→ **PROBLEM TO SOLVE**:
Rewrite the material, starting with the line containing "Q: Using the form shown in this sample, indicate the navy" and continuing through the end of the material, keeping every request and its sample coordinates unchanged. Multiply each answer coordinate by 2.25, rounding to whole numbers with halves rounded up.

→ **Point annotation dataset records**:
— begin —
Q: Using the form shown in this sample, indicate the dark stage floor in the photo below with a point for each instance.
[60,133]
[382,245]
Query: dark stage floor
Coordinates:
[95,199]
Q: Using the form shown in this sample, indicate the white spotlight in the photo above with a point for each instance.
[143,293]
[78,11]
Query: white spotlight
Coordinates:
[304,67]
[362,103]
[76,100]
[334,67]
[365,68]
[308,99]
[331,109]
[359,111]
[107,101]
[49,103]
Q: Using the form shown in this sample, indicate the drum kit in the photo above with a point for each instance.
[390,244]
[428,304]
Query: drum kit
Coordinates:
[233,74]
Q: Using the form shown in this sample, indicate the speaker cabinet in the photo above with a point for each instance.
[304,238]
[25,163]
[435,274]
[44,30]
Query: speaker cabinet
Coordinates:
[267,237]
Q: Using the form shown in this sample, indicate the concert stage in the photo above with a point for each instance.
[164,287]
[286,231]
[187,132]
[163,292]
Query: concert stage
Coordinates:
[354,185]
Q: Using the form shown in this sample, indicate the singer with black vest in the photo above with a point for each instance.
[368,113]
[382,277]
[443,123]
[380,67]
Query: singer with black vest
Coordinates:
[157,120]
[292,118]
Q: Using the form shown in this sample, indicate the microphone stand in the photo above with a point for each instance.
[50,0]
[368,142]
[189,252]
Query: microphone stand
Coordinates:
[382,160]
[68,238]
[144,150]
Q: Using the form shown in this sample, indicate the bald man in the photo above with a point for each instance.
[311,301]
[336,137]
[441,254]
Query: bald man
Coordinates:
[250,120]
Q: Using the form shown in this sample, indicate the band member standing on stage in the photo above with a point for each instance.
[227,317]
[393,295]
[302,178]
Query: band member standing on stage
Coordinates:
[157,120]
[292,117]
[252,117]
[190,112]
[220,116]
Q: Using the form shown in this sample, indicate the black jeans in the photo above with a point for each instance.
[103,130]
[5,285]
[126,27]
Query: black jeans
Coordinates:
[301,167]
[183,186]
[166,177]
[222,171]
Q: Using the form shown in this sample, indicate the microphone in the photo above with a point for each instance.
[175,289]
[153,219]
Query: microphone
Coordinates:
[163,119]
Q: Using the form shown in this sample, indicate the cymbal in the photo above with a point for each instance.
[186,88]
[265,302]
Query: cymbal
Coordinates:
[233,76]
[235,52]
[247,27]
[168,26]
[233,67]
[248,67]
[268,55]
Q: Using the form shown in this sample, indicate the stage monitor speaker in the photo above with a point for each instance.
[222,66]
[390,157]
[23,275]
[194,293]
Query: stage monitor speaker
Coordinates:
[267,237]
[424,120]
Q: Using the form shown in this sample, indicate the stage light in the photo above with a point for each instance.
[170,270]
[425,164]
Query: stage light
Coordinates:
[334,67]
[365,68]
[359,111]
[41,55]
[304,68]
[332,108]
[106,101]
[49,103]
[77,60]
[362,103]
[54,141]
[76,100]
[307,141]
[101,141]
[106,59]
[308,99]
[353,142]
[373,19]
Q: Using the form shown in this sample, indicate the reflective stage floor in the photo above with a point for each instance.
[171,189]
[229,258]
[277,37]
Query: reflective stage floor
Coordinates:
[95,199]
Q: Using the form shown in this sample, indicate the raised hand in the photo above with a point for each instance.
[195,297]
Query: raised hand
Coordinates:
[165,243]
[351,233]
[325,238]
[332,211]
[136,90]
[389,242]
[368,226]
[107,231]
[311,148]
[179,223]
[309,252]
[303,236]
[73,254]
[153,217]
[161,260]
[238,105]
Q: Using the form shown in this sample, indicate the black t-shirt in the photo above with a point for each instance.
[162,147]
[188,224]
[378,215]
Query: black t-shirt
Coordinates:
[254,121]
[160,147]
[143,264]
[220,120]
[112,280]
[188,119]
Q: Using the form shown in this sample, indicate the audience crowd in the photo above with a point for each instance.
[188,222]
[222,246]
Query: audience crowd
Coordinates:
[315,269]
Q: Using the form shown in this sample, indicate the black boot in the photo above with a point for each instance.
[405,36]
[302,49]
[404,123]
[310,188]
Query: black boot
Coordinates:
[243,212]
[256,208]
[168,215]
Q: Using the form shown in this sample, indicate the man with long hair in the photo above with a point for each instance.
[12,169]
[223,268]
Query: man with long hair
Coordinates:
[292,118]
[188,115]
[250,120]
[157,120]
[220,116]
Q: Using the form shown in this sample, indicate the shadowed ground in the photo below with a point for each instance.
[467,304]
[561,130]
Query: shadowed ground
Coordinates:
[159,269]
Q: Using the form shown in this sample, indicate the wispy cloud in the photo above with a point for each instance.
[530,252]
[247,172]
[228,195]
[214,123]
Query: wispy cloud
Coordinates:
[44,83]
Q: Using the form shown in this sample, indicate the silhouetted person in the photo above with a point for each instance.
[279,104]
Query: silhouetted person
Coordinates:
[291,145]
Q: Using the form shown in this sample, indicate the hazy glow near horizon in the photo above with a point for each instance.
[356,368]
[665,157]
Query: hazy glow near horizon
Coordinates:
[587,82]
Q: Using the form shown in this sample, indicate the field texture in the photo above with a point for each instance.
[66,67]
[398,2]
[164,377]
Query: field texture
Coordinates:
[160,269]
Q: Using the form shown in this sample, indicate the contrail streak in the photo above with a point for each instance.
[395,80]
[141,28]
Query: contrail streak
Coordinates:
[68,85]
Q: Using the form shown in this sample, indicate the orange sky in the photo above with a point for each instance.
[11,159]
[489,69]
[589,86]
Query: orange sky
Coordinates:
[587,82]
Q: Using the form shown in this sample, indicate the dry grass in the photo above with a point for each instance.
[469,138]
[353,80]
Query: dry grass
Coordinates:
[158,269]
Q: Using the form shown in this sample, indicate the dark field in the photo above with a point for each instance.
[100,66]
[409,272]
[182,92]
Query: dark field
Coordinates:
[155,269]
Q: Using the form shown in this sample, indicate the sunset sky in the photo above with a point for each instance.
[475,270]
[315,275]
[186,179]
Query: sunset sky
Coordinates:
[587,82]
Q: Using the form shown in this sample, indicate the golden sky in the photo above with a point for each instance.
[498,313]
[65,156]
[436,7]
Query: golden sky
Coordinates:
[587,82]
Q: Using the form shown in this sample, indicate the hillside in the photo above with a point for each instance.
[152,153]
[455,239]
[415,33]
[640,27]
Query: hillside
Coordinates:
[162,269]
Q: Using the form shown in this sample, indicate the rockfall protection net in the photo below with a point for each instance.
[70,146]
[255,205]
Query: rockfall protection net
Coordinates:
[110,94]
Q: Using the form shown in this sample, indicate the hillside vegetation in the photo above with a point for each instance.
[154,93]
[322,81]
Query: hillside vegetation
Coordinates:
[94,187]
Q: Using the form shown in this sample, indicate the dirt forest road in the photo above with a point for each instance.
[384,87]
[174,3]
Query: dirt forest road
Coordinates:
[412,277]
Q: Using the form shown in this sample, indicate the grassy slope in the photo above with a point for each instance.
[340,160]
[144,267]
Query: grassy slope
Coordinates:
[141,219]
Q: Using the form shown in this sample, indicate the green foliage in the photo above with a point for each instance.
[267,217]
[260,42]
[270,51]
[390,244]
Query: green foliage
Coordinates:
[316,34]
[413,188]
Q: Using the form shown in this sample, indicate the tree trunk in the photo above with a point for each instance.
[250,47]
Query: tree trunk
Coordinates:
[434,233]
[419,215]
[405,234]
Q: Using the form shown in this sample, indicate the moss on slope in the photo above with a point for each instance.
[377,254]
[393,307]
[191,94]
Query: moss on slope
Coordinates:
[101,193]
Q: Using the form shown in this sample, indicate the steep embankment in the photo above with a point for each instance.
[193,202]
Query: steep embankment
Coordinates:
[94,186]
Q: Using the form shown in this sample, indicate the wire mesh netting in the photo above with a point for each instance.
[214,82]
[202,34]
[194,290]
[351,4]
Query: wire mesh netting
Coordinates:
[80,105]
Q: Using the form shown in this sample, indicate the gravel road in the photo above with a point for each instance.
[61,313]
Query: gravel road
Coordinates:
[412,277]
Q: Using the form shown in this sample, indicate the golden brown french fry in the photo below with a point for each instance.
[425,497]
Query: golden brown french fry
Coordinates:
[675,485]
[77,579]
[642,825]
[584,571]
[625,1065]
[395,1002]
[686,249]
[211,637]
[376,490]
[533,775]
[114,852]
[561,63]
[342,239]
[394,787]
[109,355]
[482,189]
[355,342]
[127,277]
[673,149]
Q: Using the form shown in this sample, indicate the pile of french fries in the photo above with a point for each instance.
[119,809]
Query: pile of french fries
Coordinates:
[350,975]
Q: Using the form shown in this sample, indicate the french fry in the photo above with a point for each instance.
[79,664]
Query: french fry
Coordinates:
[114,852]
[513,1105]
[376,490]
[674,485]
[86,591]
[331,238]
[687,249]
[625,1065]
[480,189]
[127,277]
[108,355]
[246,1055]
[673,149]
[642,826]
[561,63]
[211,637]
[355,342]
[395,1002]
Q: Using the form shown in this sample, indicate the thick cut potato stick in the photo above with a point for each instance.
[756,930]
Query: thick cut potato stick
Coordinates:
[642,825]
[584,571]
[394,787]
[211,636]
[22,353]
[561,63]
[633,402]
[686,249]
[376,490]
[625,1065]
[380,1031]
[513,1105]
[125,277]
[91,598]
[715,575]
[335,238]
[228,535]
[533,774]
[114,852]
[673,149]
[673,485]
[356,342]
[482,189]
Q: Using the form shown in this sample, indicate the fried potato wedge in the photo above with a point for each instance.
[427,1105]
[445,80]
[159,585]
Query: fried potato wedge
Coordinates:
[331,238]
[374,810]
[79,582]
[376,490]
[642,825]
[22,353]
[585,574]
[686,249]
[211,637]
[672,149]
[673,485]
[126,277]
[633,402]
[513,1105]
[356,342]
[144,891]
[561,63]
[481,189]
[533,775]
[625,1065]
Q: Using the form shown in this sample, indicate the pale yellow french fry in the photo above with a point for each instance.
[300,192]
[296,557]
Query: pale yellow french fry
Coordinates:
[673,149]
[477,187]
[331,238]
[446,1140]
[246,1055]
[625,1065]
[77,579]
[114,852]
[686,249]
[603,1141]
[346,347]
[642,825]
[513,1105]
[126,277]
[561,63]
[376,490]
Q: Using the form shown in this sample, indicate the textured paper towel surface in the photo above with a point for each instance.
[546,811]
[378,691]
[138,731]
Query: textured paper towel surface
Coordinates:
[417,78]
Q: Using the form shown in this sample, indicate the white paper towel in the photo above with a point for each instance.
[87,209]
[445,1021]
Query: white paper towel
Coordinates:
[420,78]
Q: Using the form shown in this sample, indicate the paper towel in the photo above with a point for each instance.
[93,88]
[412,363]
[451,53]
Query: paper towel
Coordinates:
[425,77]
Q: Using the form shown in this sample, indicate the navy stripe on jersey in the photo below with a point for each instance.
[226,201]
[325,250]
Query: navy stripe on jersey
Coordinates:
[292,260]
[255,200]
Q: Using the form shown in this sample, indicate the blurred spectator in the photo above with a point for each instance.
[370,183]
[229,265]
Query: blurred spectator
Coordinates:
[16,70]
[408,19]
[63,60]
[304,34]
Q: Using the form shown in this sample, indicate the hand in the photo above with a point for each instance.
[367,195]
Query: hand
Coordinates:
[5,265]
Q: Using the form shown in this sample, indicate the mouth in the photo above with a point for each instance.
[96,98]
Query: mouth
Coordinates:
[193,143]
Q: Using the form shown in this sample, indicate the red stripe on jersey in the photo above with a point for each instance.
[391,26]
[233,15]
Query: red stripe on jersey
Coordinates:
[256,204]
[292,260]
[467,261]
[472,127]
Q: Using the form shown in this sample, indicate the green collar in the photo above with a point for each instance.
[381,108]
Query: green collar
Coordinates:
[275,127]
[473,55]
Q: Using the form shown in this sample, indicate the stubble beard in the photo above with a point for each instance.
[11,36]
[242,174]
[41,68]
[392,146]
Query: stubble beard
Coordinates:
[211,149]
— end —
→ **CORRECT OUTPUT**:
Q: Using the form shown in this sample, indicate the navy stripe on jersey in the photo below with a point for each instance.
[226,201]
[325,250]
Query: navy stripe on jersey
Coordinates:
[657,585]
[574,450]
Q: Using the form shown in this sample, indicate the blurred spectator in the photo above with a point for each instance.
[370,183]
[229,265]
Query: blurred spectator
Coordinates:
[36,158]
[918,43]
[142,135]
[684,77]
Q: Using the form shown in this sample, indicate the hand in the photo above with a point for each instance.
[367,195]
Query: hand
Coordinates:
[11,596]
Q: Using the form shown in this sample, indicate the mouth in the photo above with a point for each instance.
[96,98]
Query: mouth
Coordinates:
[434,322]
Q: Using the form shown in this sample, indicate the red stripe on jersey in the photo above with a point for each instance.
[391,26]
[233,15]
Query: red stripe on jersey
Coordinates:
[576,459]
[657,585]
[1051,587]
[1062,286]
Q: Using the form shown in this sample, indicate the green collar in the photo above with a point for each instance.
[381,108]
Query: green collar
Coordinates:
[619,286]
[1064,124]
Q: Using the form shown in this sample, indicate the stubble beard in the photo above with a point for each instance.
[11,36]
[242,174]
[41,68]
[392,146]
Query: stubble beard
Coordinates:
[475,335]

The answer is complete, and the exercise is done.